• Written exercise: Update the listing from its first line up to and including the line with "pixel 1115 472", replacing "steel truss bridge" with "iron truss bridge" and keeping everything else unchanged. Omit the pictures from your answer.

··········

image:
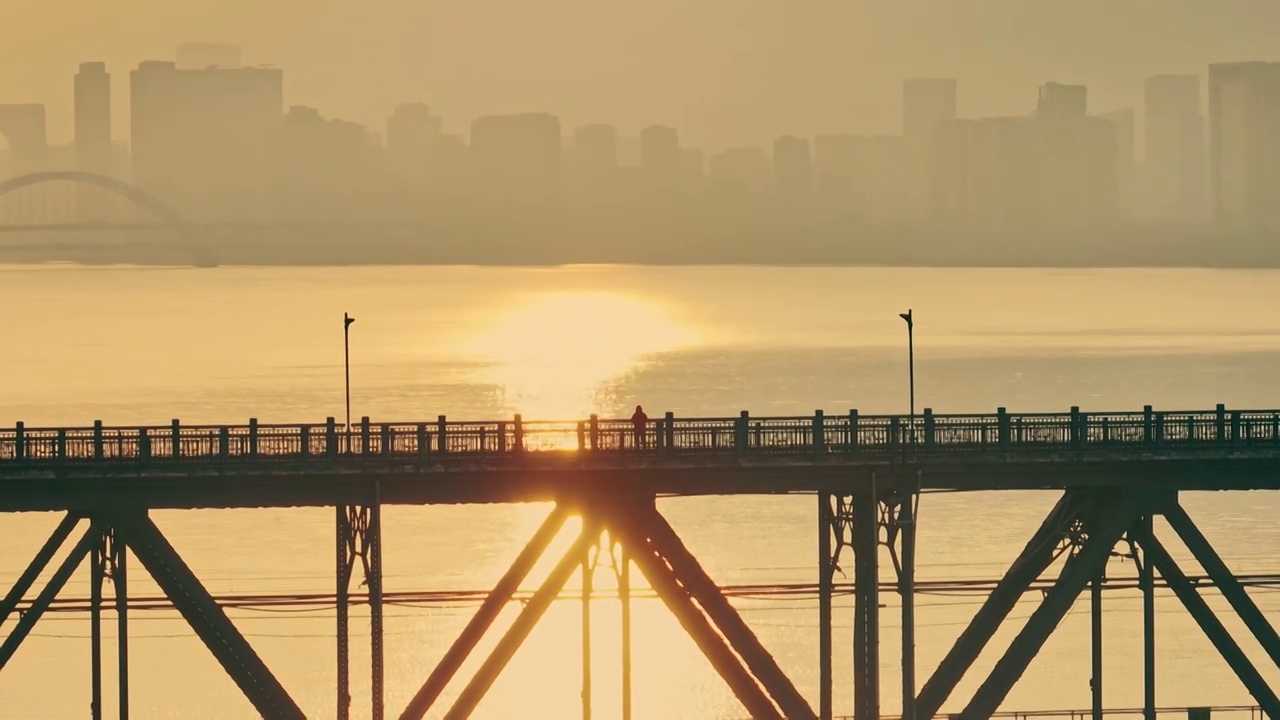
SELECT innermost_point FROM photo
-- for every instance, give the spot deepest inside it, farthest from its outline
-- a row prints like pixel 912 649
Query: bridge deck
pixel 513 460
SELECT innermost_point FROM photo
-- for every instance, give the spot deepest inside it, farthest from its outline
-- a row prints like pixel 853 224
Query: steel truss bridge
pixel 1115 472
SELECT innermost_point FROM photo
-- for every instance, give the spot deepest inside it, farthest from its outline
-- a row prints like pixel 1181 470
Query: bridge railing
pixel 744 434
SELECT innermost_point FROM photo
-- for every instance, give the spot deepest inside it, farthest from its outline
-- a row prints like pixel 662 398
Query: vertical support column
pixel 343 579
pixel 906 516
pixel 867 602
pixel 625 596
pixel 1147 580
pixel 824 582
pixel 586 633
pixel 119 577
pixel 374 578
pixel 95 623
pixel 1096 675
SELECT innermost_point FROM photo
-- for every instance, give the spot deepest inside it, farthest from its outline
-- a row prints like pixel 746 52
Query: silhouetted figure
pixel 639 420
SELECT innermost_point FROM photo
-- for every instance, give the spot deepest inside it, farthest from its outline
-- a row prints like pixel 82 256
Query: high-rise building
pixel 792 168
pixel 659 156
pixel 517 156
pixel 1174 158
pixel 1244 146
pixel 928 104
pixel 205 55
pixel 202 139
pixel 92 136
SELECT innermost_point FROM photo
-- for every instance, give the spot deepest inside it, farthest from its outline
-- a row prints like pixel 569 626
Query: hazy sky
pixel 723 71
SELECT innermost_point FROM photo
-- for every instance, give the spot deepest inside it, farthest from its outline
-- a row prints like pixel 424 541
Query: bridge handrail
pixel 819 433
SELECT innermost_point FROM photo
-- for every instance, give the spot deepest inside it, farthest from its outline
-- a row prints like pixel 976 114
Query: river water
pixel 132 345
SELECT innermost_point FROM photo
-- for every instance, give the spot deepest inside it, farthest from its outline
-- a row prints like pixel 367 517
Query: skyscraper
pixel 202 139
pixel 928 104
pixel 1244 147
pixel 1174 159
pixel 659 156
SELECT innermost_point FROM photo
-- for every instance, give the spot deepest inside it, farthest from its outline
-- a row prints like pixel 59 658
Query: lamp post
pixel 346 361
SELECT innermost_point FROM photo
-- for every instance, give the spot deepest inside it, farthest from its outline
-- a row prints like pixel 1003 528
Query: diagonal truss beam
pixel 1225 580
pixel 206 618
pixel 484 616
pixel 46 596
pixel 703 589
pixel 525 621
pixel 37 565
pixel 1034 559
pixel 1104 532
pixel 666 583
pixel 1212 627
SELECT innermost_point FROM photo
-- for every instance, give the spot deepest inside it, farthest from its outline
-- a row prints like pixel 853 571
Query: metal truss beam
pixel 1225 580
pixel 37 565
pixel 359 537
pixel 206 618
pixel 727 620
pixel 1034 559
pixel 489 610
pixel 1212 627
pixel 676 597
pixel 524 624
pixel 46 596
pixel 1104 532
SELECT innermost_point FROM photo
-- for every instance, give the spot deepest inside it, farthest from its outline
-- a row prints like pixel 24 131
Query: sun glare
pixel 553 351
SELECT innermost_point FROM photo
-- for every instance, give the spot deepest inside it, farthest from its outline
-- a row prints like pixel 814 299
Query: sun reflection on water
pixel 553 351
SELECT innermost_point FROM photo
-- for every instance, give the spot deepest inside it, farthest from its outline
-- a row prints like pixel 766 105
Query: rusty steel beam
pixel 37 565
pixel 1212 627
pixel 488 611
pixel 206 618
pixel 691 619
pixel 46 596
pixel 1034 559
pixel 1105 529
pixel 727 620
pixel 524 624
pixel 1225 580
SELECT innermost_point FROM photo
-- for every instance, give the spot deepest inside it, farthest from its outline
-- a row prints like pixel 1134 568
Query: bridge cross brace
pixel 105 543
pixel 359 538
pixel 1086 527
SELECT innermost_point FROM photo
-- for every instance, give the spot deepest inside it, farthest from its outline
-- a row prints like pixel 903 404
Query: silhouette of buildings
pixel 94 150
pixel 1244 147
pixel 202 139
pixel 1174 158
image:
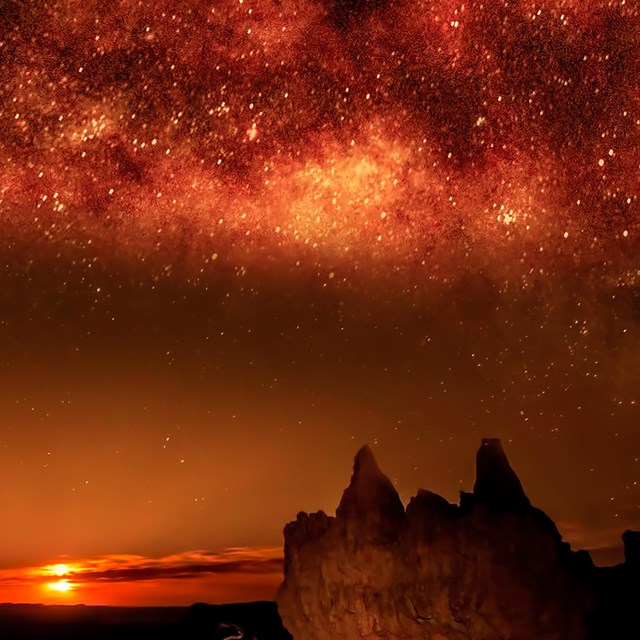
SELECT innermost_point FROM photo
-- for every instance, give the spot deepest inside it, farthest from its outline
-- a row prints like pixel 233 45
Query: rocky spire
pixel 497 486
pixel 631 540
pixel 370 496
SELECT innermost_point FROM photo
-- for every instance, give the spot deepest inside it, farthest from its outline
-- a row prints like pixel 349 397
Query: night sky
pixel 241 238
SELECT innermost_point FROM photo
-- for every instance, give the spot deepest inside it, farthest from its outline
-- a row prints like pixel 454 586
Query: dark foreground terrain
pixel 245 621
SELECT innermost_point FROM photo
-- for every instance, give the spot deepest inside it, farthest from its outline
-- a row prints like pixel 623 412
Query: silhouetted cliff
pixel 491 568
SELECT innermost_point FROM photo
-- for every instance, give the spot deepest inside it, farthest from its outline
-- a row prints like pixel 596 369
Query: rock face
pixel 491 568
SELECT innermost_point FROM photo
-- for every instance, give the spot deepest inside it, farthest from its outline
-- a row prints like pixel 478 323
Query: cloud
pixel 133 568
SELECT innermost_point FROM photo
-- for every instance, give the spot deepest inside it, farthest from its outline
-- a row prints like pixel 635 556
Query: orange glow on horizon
pixel 61 586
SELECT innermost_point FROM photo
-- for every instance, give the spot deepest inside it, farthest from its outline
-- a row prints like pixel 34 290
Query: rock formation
pixel 491 568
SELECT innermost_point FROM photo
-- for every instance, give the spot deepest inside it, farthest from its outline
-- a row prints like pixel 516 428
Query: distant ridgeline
pixel 491 568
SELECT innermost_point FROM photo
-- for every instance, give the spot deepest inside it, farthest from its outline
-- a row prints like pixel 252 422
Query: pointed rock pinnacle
pixel 497 486
pixel 370 495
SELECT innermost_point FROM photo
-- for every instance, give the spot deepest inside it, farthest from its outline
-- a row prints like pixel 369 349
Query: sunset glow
pixel 241 238
pixel 61 586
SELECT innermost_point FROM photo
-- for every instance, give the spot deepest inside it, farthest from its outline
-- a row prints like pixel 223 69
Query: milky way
pixel 273 230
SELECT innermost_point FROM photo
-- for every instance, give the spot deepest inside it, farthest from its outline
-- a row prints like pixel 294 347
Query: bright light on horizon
pixel 60 569
pixel 61 586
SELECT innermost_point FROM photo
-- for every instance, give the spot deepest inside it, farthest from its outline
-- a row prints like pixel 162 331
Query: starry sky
pixel 241 238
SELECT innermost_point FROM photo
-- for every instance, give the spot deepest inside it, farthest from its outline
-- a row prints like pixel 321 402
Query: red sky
pixel 240 239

··········

• The answer:
image:
SELECT innermost_point FROM photo
-- for every instance, give the spot deepest inside it, farthest from its outline
-- a row prints like pixel 912 649
Query: bridge deck
pixel 513 460
SELECT innermost_point FROM photo
-- for every instance, give the spot deepest inside it, farthest from its outline
-- a row prints like pixel 853 224
Query: iron truss bridge
pixel 1115 472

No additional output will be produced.